Document passage:
++++++++++++++++++++
Status: Currently undergoing a public consultation for key questions regarding the guidance that will inform the finalization of the first version of the guidance (likely late 2023).
Impact: It makes sense for corporates to contribute to climate mitigation outside of their value chains, especially given that decarbonization is a longer process and we want corporates to be sticking to a 1.5 degree pathway. SBTi-BVCM does open up the door for more corporate contributions to natural climate solutions which is welcome.
Overlap/Opportunity: Is it a mistake to be creating an additional set of guidance for corporates to follow? My sense is yes given that a dynamic accounting system such as the one I presented in the previous section would enable corporate decarbonization and contributions to climate mitigation to sit within a single program.
Integrity Council on Voluntary Carbon Markets (ICVCM)
Intention: The Integrity Council for the Voluntary Carbon Market (ICVCM) is an independent governance body for the voluntary carbon market. Think of ICVCM as the watchperson who watches the watchpeople in the voluntary market. The ICVCM Core Carbon Principles and Assessment Framework set the bar that all carbon certification entities (like Verra, Gold Standard, CAR, ACR, Plan Vivo, etc… need to meet in order to get ICVCM’s stamp of approval (the CCP Label). The ICVCM won’t be certifying individual projects, but will be certifying the standards that do certify individual projects. The ICVCM will also develop criteria and provide a CCP Label a “Category” basis, which they define as same project type, same crediting program, same version of the methodology and in some cases similar location. Note that the ICVCM is supply side focused and was created to ensure the integrity and quality of carbon credits. They do not make any suggestions as to the accounting structures or claims made using those credits.
Status: As of July 26th, 2023, the ICVCM has launched the initial version of it’s Core Carbon Principles and the Assessment Framework, as well as the Assessment Platform where certifying programs, like Verra, can apply for the CCP Label.
++++++++++++++++++++
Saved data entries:

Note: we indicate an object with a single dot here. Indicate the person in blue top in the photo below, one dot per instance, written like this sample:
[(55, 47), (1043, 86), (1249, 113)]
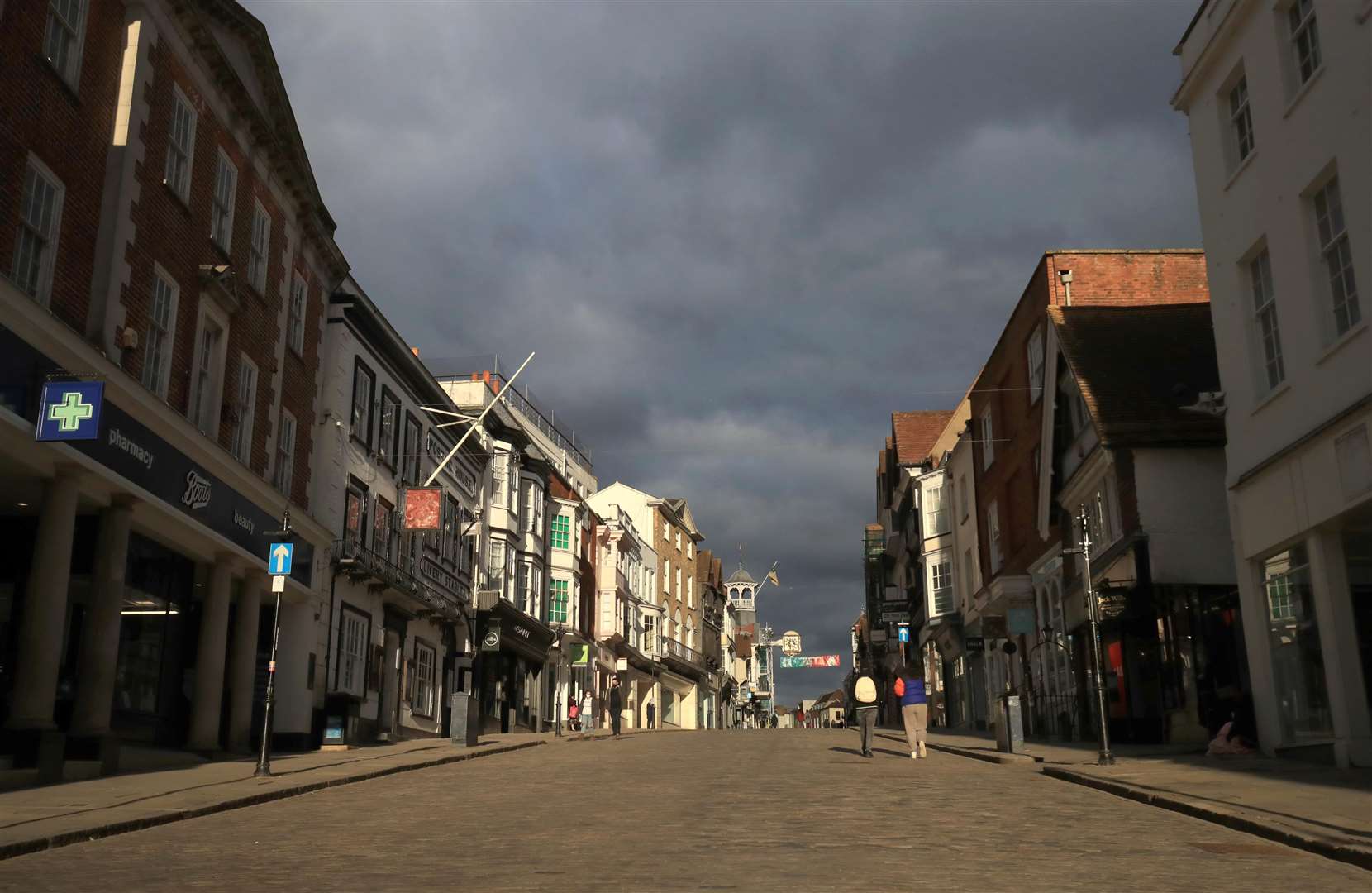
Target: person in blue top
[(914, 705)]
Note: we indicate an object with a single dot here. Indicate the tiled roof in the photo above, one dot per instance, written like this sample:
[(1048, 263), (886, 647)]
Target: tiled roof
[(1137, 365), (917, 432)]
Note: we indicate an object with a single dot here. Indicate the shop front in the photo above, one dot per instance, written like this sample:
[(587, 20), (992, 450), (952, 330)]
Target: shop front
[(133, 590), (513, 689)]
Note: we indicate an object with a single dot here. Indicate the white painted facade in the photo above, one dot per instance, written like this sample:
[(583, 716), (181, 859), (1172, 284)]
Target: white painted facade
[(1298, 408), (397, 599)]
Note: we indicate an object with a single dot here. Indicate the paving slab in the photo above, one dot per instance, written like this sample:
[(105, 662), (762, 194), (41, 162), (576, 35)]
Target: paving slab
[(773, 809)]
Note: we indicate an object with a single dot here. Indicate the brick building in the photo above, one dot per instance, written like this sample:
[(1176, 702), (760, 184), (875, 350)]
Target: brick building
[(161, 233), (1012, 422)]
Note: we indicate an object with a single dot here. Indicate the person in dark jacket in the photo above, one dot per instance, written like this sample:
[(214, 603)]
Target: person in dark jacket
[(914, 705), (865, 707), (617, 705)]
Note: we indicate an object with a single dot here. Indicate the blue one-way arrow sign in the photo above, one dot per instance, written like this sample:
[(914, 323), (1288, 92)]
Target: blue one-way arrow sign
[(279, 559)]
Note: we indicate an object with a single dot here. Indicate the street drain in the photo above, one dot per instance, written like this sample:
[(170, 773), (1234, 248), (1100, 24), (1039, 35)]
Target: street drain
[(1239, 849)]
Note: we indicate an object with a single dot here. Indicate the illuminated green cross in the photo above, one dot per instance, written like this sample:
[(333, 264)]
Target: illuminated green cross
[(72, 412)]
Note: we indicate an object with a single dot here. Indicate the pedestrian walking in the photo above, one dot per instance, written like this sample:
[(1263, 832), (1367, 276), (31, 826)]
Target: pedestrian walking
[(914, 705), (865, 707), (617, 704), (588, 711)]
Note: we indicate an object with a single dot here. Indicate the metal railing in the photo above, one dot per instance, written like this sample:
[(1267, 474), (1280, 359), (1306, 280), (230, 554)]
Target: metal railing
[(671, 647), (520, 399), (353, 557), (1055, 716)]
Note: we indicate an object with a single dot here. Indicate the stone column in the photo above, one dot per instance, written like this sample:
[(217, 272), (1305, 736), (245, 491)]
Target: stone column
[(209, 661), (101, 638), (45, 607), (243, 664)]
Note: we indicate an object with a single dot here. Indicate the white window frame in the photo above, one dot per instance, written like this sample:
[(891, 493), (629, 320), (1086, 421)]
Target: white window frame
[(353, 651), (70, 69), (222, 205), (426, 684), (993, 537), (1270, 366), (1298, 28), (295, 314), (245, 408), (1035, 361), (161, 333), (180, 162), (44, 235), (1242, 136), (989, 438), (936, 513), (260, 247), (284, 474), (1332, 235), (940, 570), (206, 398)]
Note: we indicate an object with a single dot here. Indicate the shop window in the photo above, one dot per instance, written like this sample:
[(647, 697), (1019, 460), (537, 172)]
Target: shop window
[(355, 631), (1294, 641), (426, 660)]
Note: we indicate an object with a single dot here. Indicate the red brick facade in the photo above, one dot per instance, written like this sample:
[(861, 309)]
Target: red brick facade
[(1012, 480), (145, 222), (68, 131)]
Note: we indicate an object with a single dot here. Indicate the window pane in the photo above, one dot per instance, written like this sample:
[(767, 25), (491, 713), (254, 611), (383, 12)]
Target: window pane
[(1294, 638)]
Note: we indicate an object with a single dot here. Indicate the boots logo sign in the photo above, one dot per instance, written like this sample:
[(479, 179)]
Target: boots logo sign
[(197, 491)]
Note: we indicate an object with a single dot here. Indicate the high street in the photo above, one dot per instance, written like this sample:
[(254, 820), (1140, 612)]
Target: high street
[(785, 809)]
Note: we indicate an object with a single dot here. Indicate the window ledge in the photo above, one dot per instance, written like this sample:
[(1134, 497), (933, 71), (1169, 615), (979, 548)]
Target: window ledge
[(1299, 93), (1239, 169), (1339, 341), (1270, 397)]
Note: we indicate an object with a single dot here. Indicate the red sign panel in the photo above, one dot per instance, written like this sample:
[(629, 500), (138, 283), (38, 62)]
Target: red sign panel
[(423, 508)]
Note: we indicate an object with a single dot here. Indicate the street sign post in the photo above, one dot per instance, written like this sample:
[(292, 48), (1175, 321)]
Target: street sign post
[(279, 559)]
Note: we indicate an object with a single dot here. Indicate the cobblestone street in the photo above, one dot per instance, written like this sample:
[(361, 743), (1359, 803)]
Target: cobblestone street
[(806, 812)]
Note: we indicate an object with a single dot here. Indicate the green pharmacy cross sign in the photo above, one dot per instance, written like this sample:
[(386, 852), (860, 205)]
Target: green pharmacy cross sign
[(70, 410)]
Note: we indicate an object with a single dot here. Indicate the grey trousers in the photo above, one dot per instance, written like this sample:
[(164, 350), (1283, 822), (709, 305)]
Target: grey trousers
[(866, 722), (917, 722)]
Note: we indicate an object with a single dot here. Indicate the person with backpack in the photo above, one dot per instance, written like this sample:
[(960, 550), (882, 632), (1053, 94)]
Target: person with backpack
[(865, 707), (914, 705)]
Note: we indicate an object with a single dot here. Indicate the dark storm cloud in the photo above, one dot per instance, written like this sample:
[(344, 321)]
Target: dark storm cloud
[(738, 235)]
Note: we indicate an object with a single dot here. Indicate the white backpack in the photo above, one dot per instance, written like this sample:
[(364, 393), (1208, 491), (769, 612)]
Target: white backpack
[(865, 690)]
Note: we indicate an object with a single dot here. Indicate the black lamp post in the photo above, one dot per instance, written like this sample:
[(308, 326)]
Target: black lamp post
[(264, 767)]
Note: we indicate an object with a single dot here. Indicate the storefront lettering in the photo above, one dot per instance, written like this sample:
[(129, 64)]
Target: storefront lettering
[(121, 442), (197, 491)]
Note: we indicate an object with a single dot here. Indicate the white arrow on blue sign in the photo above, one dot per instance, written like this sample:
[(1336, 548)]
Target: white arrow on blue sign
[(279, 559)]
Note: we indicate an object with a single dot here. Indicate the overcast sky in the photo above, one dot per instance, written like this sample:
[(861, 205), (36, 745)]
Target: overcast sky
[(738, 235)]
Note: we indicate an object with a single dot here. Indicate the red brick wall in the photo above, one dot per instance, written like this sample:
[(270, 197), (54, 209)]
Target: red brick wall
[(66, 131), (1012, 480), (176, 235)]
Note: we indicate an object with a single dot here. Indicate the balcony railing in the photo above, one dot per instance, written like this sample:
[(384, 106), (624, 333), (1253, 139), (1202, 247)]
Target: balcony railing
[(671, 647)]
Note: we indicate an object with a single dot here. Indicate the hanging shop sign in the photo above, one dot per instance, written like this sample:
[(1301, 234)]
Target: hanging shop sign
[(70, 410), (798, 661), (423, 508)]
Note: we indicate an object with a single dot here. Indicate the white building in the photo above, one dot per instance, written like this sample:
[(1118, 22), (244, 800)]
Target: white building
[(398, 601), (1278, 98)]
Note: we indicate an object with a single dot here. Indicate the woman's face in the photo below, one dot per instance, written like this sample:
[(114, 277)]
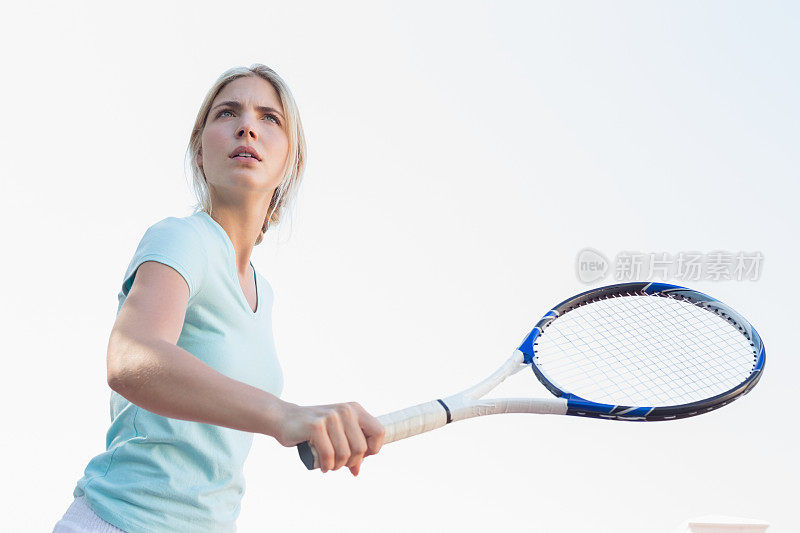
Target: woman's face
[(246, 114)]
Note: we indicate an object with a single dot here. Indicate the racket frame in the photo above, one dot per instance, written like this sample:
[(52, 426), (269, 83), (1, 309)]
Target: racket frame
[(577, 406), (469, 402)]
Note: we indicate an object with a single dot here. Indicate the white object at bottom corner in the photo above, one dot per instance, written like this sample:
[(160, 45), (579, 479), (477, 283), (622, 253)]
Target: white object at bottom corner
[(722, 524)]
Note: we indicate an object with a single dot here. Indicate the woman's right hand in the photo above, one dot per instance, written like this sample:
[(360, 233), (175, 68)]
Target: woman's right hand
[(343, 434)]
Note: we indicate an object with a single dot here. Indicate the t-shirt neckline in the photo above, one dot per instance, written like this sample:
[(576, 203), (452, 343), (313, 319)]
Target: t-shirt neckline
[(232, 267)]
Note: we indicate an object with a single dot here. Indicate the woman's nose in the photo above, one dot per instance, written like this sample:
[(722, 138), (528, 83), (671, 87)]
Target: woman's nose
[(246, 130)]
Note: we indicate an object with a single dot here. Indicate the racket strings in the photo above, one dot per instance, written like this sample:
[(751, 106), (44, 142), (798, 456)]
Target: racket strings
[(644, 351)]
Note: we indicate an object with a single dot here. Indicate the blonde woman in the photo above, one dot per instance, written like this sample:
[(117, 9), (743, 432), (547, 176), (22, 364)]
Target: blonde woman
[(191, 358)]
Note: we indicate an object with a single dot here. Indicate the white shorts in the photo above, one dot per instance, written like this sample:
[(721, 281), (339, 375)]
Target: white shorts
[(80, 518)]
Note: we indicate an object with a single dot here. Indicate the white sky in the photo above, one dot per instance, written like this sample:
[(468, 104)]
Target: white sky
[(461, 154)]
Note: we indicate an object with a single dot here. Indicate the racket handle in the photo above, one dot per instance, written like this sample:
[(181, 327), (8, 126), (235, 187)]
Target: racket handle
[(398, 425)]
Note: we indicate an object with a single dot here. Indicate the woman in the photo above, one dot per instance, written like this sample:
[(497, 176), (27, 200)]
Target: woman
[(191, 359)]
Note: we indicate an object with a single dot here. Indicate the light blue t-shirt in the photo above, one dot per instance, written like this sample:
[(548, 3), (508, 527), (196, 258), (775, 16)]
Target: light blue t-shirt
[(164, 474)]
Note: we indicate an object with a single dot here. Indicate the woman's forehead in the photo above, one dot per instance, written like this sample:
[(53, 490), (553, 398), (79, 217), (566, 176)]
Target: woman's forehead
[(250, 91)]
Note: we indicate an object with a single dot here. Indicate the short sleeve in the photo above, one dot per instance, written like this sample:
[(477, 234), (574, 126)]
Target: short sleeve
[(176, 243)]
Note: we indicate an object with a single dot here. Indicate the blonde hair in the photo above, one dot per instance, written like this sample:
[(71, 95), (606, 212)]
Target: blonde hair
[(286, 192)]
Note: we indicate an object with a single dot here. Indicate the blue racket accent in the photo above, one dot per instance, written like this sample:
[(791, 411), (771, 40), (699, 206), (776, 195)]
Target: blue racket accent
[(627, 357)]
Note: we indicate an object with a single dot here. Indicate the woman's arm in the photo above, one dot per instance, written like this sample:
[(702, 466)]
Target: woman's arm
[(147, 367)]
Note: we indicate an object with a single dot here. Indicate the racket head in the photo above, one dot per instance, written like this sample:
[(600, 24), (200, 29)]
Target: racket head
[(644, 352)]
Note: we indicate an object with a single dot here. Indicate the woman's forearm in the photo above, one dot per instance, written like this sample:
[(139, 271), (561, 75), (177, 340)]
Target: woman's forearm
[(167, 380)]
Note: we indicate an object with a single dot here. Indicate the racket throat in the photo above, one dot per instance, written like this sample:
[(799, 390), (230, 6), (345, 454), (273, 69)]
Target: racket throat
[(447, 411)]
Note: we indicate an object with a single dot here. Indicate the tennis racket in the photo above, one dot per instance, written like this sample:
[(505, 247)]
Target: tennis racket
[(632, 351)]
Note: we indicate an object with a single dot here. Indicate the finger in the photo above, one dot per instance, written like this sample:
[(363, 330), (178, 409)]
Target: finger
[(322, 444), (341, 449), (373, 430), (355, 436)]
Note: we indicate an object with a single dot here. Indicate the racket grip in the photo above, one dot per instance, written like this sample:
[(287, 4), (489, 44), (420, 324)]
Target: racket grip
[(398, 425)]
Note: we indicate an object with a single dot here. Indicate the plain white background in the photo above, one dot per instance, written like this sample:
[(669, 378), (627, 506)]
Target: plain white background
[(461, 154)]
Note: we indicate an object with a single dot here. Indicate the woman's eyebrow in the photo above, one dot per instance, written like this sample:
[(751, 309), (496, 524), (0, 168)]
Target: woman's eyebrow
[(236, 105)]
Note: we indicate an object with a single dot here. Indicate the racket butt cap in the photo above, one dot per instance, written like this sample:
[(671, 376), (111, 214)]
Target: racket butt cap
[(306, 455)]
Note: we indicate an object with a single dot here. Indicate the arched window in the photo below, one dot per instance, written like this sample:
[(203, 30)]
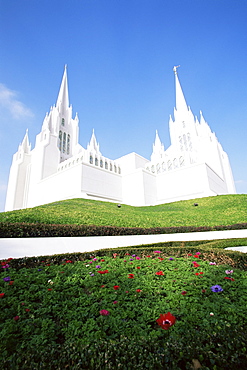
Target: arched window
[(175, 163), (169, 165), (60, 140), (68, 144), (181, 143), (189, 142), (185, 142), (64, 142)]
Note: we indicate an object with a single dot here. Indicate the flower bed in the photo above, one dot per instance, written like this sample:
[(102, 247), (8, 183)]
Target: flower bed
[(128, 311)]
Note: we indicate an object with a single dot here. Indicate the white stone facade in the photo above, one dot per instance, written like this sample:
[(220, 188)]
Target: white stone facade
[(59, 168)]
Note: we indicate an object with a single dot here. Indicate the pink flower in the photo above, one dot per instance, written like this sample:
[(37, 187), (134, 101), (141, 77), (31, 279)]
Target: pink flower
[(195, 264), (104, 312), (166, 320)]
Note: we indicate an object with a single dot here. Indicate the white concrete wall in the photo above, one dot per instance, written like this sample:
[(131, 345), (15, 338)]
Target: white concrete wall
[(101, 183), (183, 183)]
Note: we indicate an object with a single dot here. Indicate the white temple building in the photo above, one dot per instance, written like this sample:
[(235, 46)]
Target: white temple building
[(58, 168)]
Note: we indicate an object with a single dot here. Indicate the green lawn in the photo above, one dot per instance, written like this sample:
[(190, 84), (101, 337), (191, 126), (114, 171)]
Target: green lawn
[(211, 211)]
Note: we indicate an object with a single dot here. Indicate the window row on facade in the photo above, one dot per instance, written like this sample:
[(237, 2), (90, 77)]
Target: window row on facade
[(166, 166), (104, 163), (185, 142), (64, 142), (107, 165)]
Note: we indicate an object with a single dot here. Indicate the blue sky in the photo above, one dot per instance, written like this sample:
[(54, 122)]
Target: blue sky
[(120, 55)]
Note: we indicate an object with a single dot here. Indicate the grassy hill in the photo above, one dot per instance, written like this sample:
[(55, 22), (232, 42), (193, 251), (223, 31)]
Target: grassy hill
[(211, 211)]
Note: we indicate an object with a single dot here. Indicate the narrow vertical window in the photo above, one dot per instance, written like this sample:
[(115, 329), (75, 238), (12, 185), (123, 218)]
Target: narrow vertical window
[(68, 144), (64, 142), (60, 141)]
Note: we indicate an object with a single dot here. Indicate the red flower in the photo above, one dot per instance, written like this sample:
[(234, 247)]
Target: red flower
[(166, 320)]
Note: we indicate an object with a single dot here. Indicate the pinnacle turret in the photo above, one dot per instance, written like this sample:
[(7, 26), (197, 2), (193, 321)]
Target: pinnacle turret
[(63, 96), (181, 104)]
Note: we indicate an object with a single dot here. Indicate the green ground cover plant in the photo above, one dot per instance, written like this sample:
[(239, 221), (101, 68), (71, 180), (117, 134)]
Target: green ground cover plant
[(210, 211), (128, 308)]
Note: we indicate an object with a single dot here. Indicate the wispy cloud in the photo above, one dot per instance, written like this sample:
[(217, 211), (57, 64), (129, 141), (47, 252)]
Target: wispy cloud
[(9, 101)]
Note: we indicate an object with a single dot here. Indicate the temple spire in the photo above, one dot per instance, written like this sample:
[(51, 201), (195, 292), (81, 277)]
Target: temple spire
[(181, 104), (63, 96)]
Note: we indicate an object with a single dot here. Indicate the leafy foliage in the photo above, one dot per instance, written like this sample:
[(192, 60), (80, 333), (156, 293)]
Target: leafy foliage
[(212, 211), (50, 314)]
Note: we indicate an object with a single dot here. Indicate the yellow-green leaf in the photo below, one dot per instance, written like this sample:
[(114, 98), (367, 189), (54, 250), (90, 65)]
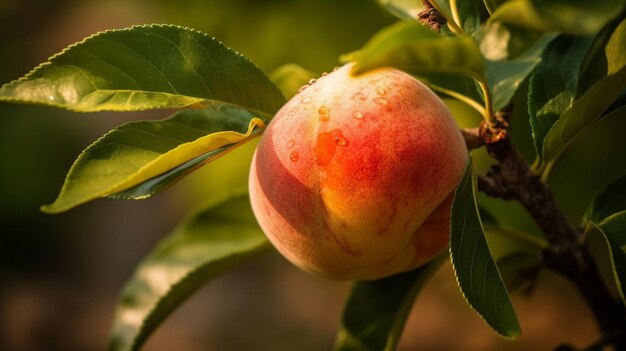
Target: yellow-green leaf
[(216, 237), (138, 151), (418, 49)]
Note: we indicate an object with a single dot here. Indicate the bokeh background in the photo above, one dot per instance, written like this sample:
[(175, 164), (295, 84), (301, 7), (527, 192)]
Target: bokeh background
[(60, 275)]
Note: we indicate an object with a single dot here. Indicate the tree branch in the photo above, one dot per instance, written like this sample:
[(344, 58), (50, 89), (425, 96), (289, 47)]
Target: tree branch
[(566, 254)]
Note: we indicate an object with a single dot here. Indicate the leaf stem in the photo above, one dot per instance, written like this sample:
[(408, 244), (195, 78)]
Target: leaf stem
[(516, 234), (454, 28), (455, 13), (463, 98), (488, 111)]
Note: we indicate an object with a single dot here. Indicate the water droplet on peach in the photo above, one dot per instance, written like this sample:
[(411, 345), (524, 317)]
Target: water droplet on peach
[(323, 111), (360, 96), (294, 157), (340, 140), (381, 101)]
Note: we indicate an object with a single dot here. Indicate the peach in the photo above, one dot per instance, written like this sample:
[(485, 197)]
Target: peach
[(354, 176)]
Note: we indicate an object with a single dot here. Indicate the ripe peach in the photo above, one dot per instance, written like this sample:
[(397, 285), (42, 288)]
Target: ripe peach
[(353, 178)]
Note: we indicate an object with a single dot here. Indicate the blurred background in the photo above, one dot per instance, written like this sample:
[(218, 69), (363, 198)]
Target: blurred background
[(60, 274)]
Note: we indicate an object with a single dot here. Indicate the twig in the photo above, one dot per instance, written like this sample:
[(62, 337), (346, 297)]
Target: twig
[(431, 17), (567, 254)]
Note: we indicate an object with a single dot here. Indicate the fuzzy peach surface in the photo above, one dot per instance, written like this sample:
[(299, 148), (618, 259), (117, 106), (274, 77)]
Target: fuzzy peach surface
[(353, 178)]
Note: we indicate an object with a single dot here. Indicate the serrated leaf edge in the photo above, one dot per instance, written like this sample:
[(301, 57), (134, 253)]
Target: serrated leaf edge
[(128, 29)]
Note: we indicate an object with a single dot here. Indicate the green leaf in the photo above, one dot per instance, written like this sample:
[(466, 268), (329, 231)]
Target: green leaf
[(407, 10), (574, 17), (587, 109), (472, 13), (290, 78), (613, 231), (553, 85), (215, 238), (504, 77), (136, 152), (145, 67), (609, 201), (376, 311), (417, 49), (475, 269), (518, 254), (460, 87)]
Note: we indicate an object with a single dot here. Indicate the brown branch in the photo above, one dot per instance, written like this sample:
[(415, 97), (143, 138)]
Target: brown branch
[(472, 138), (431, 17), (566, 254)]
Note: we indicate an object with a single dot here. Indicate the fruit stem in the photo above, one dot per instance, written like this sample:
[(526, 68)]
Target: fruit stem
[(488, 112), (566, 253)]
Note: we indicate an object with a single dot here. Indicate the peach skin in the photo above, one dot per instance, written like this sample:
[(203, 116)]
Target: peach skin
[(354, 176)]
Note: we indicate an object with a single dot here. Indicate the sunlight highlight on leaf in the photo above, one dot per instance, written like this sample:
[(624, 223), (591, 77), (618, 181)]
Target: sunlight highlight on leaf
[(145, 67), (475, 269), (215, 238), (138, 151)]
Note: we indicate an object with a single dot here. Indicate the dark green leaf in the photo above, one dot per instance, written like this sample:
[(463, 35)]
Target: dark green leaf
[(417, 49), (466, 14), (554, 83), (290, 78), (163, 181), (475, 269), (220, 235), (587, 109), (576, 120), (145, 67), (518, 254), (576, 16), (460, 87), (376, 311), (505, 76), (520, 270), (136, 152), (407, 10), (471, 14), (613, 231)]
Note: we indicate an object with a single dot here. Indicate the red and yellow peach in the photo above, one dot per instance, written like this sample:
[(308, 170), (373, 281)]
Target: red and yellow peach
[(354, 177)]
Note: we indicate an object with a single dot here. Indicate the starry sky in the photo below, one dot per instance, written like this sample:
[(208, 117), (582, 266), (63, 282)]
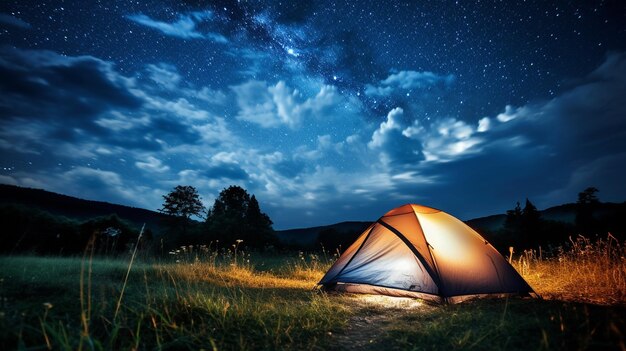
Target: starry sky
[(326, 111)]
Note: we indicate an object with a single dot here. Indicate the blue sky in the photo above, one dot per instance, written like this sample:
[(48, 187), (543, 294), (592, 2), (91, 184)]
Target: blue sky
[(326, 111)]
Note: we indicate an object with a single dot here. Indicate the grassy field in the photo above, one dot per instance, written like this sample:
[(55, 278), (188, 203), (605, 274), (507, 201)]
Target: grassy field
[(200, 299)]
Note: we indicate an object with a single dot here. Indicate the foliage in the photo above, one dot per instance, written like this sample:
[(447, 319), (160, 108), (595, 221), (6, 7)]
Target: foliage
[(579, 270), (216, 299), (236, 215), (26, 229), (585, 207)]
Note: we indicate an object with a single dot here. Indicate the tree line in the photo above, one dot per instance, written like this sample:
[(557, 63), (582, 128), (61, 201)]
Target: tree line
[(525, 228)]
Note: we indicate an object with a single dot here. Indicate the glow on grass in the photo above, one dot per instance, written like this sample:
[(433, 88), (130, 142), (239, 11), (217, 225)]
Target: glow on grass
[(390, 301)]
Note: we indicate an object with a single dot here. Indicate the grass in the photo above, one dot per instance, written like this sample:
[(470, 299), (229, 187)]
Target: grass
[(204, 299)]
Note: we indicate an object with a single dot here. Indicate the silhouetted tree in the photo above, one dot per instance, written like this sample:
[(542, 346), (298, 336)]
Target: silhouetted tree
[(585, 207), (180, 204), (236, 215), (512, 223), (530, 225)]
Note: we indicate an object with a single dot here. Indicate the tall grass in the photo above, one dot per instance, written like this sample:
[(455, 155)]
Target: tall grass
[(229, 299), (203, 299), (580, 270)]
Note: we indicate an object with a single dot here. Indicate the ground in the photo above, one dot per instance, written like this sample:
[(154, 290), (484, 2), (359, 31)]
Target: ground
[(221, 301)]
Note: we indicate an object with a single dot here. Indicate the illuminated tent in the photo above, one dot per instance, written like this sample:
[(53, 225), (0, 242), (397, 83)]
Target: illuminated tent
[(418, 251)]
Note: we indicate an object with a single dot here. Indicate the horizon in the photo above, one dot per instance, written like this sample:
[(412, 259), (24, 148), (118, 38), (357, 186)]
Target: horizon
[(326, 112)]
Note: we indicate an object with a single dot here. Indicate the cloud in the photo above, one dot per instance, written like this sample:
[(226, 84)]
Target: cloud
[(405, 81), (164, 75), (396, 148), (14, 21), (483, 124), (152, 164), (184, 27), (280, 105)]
++++++++++++++++++++
Set problem A:
Translate this sentence from the passage on carbon market guidance into Spanish: "Think of ICVCM as the watchperson who watches the watchpeople in the voluntary market."
Set problem B:
Repeat word for word the stretch of the passage on carbon market guidance that begins with the words "Status: As of" and ends with "the CCP Label.".
The rows are not needed for any of this work.

Problem solution A:
Piensa en el ICVCM como el vigilante que vigila a los vigilantes en el mercado voluntario.

Problem solution B:
Status: As of July 26th, 2023, the ICVCM has launched the initial version of it’s Core Carbon Principles and the Assessment Framework, as well as the Assessment Platform where certifying programs, like Verra, can apply for the CCP Label.